- [ASSIGNMENT] The records follow. Print, word for word, the first line through the "Phrase: boat cabin" line.

- [DATA IN THIS EXERCISE]

____________

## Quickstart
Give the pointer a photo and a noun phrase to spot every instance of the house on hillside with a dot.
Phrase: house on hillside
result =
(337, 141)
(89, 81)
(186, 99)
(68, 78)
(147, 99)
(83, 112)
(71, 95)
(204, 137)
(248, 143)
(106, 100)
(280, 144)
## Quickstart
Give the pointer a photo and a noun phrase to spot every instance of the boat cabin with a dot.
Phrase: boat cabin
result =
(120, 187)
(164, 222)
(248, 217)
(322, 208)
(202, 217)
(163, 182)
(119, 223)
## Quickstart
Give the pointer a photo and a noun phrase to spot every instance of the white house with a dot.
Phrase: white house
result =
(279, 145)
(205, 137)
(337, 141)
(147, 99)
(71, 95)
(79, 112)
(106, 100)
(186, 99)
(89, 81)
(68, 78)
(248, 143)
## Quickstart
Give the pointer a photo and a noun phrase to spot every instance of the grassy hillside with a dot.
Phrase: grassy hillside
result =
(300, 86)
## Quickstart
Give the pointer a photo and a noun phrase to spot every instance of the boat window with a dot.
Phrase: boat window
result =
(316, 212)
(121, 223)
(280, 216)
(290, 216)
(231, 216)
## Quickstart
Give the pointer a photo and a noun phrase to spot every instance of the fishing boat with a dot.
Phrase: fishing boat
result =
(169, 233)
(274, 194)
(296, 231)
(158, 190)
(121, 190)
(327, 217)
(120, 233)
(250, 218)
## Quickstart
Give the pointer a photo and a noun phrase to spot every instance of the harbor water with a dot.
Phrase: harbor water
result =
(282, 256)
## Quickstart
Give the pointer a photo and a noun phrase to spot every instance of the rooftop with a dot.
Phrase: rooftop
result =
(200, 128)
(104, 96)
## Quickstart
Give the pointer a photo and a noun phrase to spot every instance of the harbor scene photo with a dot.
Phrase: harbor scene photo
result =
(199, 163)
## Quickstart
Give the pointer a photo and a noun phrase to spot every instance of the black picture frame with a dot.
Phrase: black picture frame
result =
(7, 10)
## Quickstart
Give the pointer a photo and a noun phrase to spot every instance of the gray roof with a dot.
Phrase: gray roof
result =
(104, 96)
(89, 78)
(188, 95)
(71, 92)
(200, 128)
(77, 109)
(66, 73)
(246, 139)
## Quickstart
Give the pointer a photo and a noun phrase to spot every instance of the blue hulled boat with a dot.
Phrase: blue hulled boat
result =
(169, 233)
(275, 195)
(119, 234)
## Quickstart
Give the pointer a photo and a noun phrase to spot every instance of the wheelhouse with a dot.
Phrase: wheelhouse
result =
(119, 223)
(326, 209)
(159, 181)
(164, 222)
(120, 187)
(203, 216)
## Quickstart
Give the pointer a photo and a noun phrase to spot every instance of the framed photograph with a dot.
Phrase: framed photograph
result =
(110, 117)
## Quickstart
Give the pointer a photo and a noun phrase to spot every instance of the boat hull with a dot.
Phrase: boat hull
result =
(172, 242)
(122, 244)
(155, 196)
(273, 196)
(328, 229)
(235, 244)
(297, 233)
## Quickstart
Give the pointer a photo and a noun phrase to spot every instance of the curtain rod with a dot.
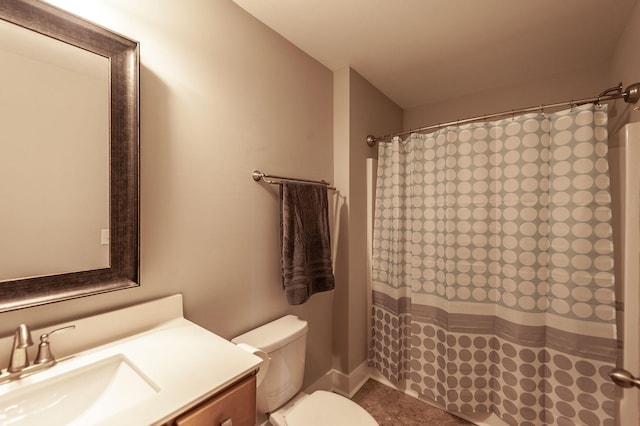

____________

- [EXERCISE OUTPUT]
## Quickstart
Give the pointer a photo and a noun phrase to spot every instance of the house on hillside with a dot.
Phrase: house on hillside
result =
(337, 141)
(89, 81)
(186, 99)
(68, 78)
(147, 99)
(83, 112)
(71, 95)
(204, 137)
(248, 143)
(106, 100)
(280, 144)
## Quickstart
Give the pointer a photo and a noun phrase to spot every instance of the boat cabin with a dot.
Phrase: boat cabin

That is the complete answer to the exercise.